## Anweisungen
1: Nenne alle Bereiche, die laut dem Zitat aus dem fünften Energieforschungsprogramm im Textauszug über das Ziel Null Energie zum Primärenergiebedarf gehören.
2: Schreibe den Textauszug über das Ziel Null Energie im selben Stil weiter, beginnend nach seinem letzten Satz.

## Textauszug

=======

Ziel Null Energie
Erfahrungen am Beispiel der Solarsiedlung Freiburg am Schlierberg

Das Ziel klingt simpel und wird in Variationen weltweit strapaziert. Energie- und Umweltpolitik fordern den Null-Verbrauch als Fernziel ein, der Begriff ist vom Marketing entdeckt, erste Gebäude und Siedlungsprojekte mit dem Anspruch ausgeglichene Energie- oder Emissionsbilanz sind realisiert. So definiert die Bundesregierung im fünften Energieforschungsprogramm: „Beim Neubau ist es Ziel, den Primärenergiebedarf, d. h. den Energiebedarf, der für Beheizung, Trinkwassererwärmung, Lüftung, Klimatisierung und Beleuchtung sowie Hilfsenergien notwendig ist, gegenüber dem heutigen Stand der Technik nochmals zu halbieren. Das Fernziel sind

Nullemissionshäuser.“ England und die USA zielen in politischen Programmen auf zero carbon developments und net-zero energy buildings. Die plan 08, Forum aktueller Architektur in Köln, lädt ein zum Entwicklungswork-shop Zero Emission City. Der Vatikan lässt sich „Klima-Ablass“ schenken - und wird damit der erste Staat der Welt, der seine C02-Emissionen vollständig ausgleicht. Megaprojekte in den Wachstumsregionen Golf und China werben mit CO2-neutraler Bilanz. In Masdar, Abu Dhabi soll eine Zero Carbon Community entstehen, in Dongtan Chinas erste carbon-neutral ecocity. Nicht nur für die internationale Kommunikation, sondern auch für die anstehenden Prozesse zur Lösung von Energiefragen ist die Klärung zentraler Begriffe und deren Verwendungszusammenhänge wesentlich. Dazu will der Artikel einen Beitrag leisten.

=======

## Auflistung
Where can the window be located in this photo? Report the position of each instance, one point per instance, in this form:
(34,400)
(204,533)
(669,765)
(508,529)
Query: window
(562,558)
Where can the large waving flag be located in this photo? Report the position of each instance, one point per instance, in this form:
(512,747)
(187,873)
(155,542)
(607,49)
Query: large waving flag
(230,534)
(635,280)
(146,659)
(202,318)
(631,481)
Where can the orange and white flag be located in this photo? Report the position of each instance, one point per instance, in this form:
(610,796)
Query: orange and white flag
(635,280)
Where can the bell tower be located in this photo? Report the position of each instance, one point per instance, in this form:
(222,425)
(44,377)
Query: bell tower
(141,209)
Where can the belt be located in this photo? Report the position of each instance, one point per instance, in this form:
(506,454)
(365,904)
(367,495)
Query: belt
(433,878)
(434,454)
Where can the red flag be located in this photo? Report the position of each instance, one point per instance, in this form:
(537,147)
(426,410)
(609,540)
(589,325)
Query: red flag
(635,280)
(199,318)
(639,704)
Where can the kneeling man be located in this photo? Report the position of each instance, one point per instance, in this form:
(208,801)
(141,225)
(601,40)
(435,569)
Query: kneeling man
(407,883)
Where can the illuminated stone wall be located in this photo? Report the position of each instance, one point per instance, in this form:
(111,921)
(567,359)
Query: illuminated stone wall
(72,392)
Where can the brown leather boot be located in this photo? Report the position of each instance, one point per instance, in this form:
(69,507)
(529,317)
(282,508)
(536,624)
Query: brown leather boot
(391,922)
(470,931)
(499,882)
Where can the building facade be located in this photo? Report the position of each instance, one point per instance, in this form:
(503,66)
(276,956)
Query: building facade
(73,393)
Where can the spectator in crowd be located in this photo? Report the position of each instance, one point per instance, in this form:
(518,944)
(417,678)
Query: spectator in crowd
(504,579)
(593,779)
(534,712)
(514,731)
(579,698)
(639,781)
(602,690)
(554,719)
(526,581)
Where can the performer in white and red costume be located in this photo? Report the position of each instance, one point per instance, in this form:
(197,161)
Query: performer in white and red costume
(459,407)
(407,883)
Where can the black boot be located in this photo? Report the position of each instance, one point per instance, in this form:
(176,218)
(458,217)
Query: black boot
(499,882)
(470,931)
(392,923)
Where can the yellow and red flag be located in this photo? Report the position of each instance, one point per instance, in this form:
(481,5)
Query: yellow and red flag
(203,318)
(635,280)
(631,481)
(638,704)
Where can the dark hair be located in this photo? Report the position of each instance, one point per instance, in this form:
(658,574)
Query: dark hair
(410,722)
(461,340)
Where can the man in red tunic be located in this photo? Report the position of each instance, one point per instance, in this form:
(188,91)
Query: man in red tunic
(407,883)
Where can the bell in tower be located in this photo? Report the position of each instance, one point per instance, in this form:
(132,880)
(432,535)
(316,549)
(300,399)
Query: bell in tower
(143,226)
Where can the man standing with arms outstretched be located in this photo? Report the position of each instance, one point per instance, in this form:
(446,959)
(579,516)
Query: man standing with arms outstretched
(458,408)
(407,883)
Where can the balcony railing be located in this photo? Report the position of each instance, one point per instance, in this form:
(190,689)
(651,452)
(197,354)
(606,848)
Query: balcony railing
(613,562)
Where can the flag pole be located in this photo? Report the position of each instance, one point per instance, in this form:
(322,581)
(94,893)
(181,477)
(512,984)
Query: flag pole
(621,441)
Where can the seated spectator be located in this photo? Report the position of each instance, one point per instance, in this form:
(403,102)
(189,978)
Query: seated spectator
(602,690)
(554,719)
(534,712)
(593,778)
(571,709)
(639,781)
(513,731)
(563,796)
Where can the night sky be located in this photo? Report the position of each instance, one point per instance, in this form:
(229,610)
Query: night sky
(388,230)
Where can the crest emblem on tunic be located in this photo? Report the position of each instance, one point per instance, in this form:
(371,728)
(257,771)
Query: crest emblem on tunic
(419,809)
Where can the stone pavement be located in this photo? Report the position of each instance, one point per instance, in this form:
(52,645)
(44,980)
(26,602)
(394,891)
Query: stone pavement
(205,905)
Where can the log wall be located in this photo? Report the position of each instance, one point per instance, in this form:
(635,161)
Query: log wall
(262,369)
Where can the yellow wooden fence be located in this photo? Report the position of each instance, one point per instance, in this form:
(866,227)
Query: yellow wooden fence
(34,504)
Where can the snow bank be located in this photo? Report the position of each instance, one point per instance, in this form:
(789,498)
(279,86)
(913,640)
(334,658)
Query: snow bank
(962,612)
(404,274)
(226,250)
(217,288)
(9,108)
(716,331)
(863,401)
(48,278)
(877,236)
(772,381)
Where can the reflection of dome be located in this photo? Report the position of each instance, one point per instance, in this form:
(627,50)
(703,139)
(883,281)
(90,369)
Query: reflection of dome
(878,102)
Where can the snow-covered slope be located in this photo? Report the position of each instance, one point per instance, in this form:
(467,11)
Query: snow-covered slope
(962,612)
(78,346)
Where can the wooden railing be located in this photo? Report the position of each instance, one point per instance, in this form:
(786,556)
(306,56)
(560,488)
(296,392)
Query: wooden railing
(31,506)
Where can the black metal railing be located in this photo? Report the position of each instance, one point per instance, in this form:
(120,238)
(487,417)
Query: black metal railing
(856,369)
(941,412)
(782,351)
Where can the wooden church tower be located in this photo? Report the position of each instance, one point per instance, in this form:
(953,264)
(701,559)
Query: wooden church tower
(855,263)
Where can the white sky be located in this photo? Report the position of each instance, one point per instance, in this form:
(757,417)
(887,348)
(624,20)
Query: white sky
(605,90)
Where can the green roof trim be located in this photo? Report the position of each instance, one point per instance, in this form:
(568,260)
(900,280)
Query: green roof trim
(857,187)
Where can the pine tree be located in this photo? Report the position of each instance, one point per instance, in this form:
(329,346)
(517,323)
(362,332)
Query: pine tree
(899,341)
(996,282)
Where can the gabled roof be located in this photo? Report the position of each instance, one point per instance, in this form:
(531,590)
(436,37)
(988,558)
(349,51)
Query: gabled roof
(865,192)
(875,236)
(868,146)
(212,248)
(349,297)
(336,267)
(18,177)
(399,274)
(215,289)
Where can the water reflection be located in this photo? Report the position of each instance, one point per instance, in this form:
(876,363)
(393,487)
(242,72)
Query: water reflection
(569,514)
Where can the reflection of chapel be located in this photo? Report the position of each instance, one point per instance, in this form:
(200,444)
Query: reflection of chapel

=======

## Antworten in Reihenfolge
1: Beheizung, Trinkwassererwärmung, Lüftung, Klimatisierung, Beleuchtung, Hilfsenergien

2:
Null Energie verbrauchen

Nullenergiehaus, Plusenergiehaus®, Null­emissionsstadt oder im internationalen Sprachraum net zero energy building, equilibrium building, carbon neutral city - je nach Standpunkt und Motivation wird unterschiedlich bilanziert. Mit dem Fokus Ressourcenknappheit / Endlichkeit der Ressourcen wird Energie betrachtet, stehen Klimaschutz und Gesundheit im Vordergrund, werden CO2 äquivalente Emissionen berechnet, für die „zweite Miete“ interessieren die Energiekosten. Eine Bilanz kann in die nächste übersetzt werden, doch verschieben sich mit Umrechnungsfaktoren auch die Bilanzen. Der nachfolgend benutzte Maßstab der Energie vermeidet die Vermischung mit nicht energetischen Maßnahmen (Beispiel: Ablass Waldwirtschaft) und umgeht die Atomstromdebatte, in der Atomstrom teils als CO2 neutral in die Rechnung eingeht. Die Begriffsvielfalt weist darauf hin eine wissenschaftlich belastbare Methodik fehlt. 

Seit Oktober 08 beschäftigt dies eine Expertengruppe der Internationalen Energieagentur unter dem Titel Towards Net Zero Energy Solar Buildings. Ziel ist die Dokumentation und Analyse exemplarischer Gebäude nahe der Nullenergiebilanz, um dabei Methodik und Werkzeuge für die Arbeit mit diesen Häusern zu entwickeln. Der Lehrstuhl btga der Universität Wuppertal koordiniert mit Förderung durch das Bundesministerium für Wirtschaft und Technologie die methodischen Arbeiten. Im Rahmen des vom Ministerium des Landes NRW geförderten Forschungsprojekts Bauen und Energie in der Lehre wurden beispielhafte Solarsiedlungen aus energetischer Sicht bilanziert. An einer dieser Siedlungen wird nachfolgend der Nullenergieansatz erläutert.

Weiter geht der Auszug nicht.